# AR - TT Conversion



## garbec (Mar 3, 2006)

Thoughts and comments would be appreciated on the following. I'm considering converting my AR 4 to a dedicated TT Bike. I know the geometry isn't quite the norm for a TT rig. What would be the pro's and con's to doing so? I measured the reach on my frame and the bike should be similar to the Cervelo's P series with the seat position in the shallow angle. My frame is a 51cm.

I'm a road racer who has only competed in a couple Eddy Merckx category TT's. I'm becoming interested in racing more TT's but don't know a bunch about TT bikes and position.

I train and race on F Series bikes.

Any help or thoughts?


----------



## Air55 (Feb 20, 2010)

*No help here..maybe you can help me?*

Sorry Grabec, I don't have an answer to your question in your post, but I was hoping you can help me considering you ride and F-series and AR-series.

http://forums.roadbikereview.com/showthread.php?t=203295

If link doesn't work.....here's what is says:

I'm not sure how to decide due to my lack of experience. I don't know which bike I should get based on my goals for racing and recreation:

1. Racing Goals: Local weekly Crits; 2 hill climb races per year (northeast US); 1-2 road races a year; 1-2 triathlons a year.

2. Recreation goals: Goals: Occasional Century, commute to work (27 miles one way), weekly road group rides.

(Bounding-box records)
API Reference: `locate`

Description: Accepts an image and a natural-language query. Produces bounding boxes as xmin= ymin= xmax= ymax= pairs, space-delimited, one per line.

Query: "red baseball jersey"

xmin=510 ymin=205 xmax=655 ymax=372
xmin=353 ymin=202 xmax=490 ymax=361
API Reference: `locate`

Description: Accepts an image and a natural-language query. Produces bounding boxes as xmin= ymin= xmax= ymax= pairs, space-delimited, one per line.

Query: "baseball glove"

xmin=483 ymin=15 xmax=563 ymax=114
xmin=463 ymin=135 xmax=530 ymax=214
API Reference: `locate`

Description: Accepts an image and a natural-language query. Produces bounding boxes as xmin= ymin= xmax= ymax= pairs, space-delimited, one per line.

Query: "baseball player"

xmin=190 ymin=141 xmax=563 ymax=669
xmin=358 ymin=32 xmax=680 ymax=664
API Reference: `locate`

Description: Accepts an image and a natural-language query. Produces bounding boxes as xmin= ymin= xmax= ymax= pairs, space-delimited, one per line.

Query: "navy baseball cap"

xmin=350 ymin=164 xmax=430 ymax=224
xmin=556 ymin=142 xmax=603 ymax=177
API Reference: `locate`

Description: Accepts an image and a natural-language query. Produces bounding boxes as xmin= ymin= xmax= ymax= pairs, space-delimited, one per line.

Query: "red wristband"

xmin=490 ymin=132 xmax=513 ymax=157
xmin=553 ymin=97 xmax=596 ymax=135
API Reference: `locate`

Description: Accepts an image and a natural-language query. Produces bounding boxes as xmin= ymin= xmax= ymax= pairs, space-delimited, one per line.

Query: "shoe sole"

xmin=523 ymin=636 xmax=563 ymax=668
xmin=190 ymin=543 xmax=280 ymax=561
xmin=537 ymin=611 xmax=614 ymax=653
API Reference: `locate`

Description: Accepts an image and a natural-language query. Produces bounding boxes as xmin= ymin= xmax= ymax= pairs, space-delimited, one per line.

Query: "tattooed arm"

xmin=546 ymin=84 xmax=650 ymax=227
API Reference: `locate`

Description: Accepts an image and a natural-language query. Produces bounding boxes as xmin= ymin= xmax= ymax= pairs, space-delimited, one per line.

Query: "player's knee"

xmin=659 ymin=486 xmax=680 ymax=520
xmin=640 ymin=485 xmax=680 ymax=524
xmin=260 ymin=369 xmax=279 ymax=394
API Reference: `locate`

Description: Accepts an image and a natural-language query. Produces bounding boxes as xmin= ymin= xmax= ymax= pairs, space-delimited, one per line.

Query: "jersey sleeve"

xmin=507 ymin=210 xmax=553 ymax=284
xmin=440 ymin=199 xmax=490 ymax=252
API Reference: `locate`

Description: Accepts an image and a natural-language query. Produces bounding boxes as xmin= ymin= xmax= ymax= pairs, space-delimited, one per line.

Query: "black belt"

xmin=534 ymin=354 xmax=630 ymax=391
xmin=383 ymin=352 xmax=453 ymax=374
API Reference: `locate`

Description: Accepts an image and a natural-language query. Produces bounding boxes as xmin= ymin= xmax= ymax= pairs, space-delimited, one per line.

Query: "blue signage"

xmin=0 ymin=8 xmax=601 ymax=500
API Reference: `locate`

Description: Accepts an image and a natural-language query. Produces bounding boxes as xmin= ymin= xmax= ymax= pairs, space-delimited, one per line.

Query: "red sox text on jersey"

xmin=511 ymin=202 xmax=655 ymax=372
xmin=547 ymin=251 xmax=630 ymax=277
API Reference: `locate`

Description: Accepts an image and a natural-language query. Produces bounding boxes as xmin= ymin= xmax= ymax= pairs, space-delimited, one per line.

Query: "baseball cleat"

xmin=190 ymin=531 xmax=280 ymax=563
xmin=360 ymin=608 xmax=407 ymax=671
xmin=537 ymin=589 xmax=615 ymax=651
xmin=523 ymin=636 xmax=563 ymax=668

● **Problems to solve**
A - From the AR - TT Conversion thread, list each racing goal that Air55 gives.
B - Carry the AR - TT Conversion thread forward from its final line. Do not continue the listing.

● **Task-by-task answers**
A -
- Local weekly Crits
- 2 hill climb races per year (northeast US)
- 1-2 road races a year
- 1-2 triathlons a year

B -
Since both bikes feel great during a test ride, how do I decide? I’ve done a lot of internet research, and some of the reviews (like this one: http://www.cyclingnews.com/reviews/felt-ar2) suggest that the aero AR series is the way to go because the ride quality, stiffness, and handling are essentially on par with the F-series, with the extra speed of the aerodynamic frame. The F3 is slightly lighter (~1/3 lb). But I have to believe there's a reason that those Garmin pros are picking the F-series over the AR-series more often than not. 

Are there advantages to the F3 over the AR4 that I’m missing? I suppose SRAM Red is considered better than Shimano Ultegra…but I don’t why. Can someone with more experience provide some wisdom? 

Am I splitting hairs and should I just flip a coin? BTW I'm 5'8" 145lbs.
Thanks.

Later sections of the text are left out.